Task details: Set every entry down again exactly, excluding any pictures.

Exercise data:

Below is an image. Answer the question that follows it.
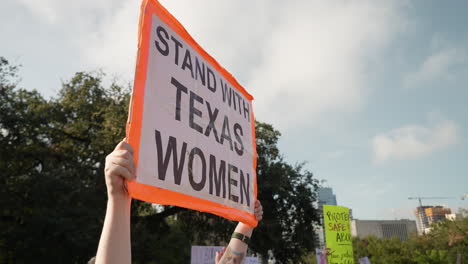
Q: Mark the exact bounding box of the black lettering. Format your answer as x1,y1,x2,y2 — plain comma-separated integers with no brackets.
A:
235,92,242,114
155,26,169,56
171,36,183,65
181,49,194,78
209,155,226,198
207,67,216,92
233,123,244,156
326,211,349,222
337,232,342,242
242,99,250,122
171,77,188,121
155,130,187,185
231,89,237,111
195,57,206,86
220,116,233,151
228,164,239,203
336,232,350,242
188,147,206,191
221,80,233,106
204,101,220,143
189,91,204,134
240,170,250,206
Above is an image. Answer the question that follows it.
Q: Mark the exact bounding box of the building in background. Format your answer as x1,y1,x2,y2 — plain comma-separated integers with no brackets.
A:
316,187,338,247
414,206,452,234
445,213,457,221
318,187,337,207
351,219,417,241
414,206,430,234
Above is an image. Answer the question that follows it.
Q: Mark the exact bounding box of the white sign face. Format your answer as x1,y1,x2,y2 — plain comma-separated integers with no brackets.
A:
127,0,257,225
190,246,258,264
191,246,224,264
316,248,328,264
135,13,255,214
245,257,259,264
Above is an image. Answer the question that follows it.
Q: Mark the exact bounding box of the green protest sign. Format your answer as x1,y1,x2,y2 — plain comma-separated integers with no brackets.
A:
323,205,354,264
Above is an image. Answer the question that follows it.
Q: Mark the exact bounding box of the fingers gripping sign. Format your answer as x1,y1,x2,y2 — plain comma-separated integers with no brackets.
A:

Answer to the exercise:
Below is an image. Answer the question that follows it.
Q: Mark the exact bounding box of the black lettering. Format your answer as x1,y1,x2,y2 — plain comma-separated integers with no brackets.
A:
235,92,242,114
155,26,169,56
171,36,183,65
181,49,194,78
209,155,226,198
207,67,216,92
233,123,244,156
326,211,349,222
337,232,342,242
242,99,250,122
171,77,188,121
155,130,187,185
231,89,237,111
195,57,206,86
220,116,233,151
228,164,239,203
336,232,350,242
188,147,206,191
221,80,233,106
204,101,220,143
189,91,204,134
240,170,250,206
Above is an image. Answer the question that follows it.
Q: Mark the exact bounding box of the building in background. Format your answer as x1,y1,x2,y2 — plain comma-separated integers with no brackets.
A:
316,187,338,247
414,206,452,234
445,213,457,221
318,187,337,207
351,219,417,241
414,206,430,234
Above is an image. Answer the question that follows it.
Q: Mark the exact bounding box of the white sign face. Format your answer as x1,y1,x2,y2 — plain comma-separated integers with no brackets.
A:
127,0,257,225
190,246,258,264
191,246,224,264
316,248,328,264
135,13,255,214
245,257,259,264
Above is an image. Answer the question that follows it.
Q: Mark the exact bounding box of the green protest sign. Format your answer as x1,y1,x2,y2 — plain comma-separated integers with no brackets.
A:
323,205,354,264
Above is an image. Answer the question that follows it.
Q: Mark the exact bounding box of the fingers gripping sign. Format your answer as x1,y1,x2,y2 — plain comma-separated integers with no brackets.
A:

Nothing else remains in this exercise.